━━ EXTRAIT PRÉSENTÉ
Cette pratique nous semble cohérente du point de vue des ressources humaines. Elle n’est contraire à aucun principe. Au contraire une décision du Conseil d’État incite à la suivre (voyez en ce sens, même si l’hypothèse est spécifique, les règles dégagées par le CE s’agissant des agents mis à disposition : CE 14 juin 2023 Mme Grotti no 455784, dont l’analyse est la suivante :

« 1) Il résulte des articles 17 de la loi no 83-634 du 13 juillet 1983, 10 et 42 de la loi no 84-16 du 11 janvier 1984 et 31 du décret no 72-581 du 4 juillet 1972 qu’il appartient au ministre chargé de l’éducation d’arrêter chaque année, dans le cas des professeurs certifiés mis à disposition qui ne remplissent pas une fonction d’enseignement, une note de 0 à 100 sur proposition de l’autorité auprès de laquelle le professeur exerce ses fonctions. / 2) En l’absence de transmission par l’administration d’accueil du professeur certifié mis à disposition d’une telle proposition, le ministre ne peut s’abstenir de procéder à sa notation qu’après avoir vainement sollicité la transmission de cette proposition ou, à défaut, d’un rapport sur la manière de servir du professeur, et qu’il ne dispose par ailleurs d’aucun élément permettant d’apprécier sa valeur professionnelle ».
━━━━
━━ LIGNES DE DONNÉES
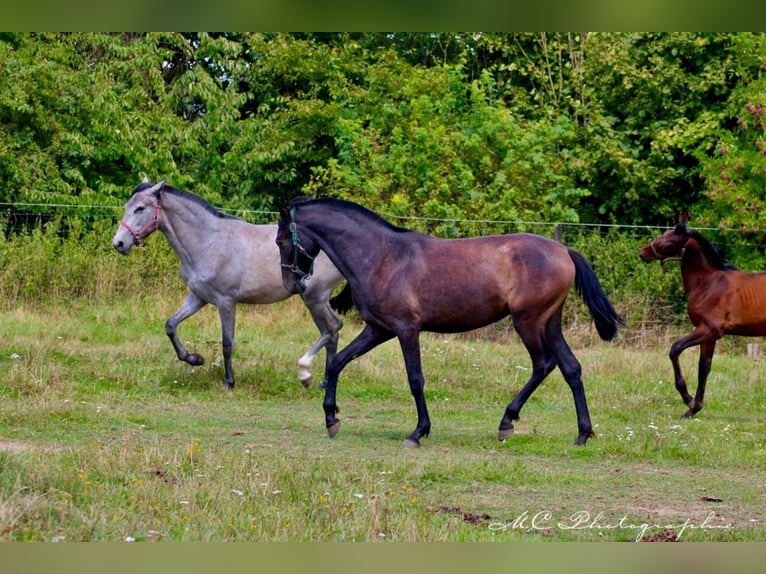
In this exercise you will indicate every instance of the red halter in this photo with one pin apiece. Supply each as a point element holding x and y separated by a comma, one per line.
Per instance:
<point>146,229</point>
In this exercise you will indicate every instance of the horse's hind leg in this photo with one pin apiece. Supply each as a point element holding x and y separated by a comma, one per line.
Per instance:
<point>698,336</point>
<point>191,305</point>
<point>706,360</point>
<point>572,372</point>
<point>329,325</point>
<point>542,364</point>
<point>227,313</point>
━━━━
━━ LIGNES DE DONNÉES
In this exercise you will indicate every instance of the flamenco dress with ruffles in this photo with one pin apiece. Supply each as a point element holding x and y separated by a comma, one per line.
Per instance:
━━━━
ÉNONCÉ:
Poursuivez, s'il vous plaît, le texte sur la notation des agents mis à disposition à la suite de sa dernière phrase.

CORRIGÉ:
Certaines administrations la prévoient expressément. En l’espèce, l’annexe 1 à la note de la sous-directrice de la gestion du personnel civil du ministère de la défense du 9 décembre 2019, relative à la campagne d’évaluation professionnelle au titre de 2019, précise que lorsque l’agent a changé d’affectation au cours de l’année écoulée et a été présent une période suffisante dans son nouveau service, un « bilan d’étape, validé par l’autorité hiérarchique de la précédente affectation doit être effectué par son supérieur hiérarchique direct, avant la mutation ». Ce bilan d’étape, remis à l’agent à l’issue d’un entretien, est conçu, aux termes de cette note, comme un document préparatoire qui ne se substitue pas au compte-rendu d’entretien annuel, mais est néanmoins inséré au dossier de l’agent.

Une telle pratique ne nous semble pas critiquable.

Qu’ils soient ou non précédés d’un entretien avec l’agent, les éléments adressés par l’ancien supérieur hiérarchique direct à la nouvelle autorité hiérarchique le sont en vue de l’établissement de l’évaluation annuelle qui doit être elle obligatoirement précédée d’un entretien annuel.

4.

Ces rappels effectués, deux options s’offrent à vous.

La première, qui est celle retenue par le tribunal, a le mérite de la simplicité.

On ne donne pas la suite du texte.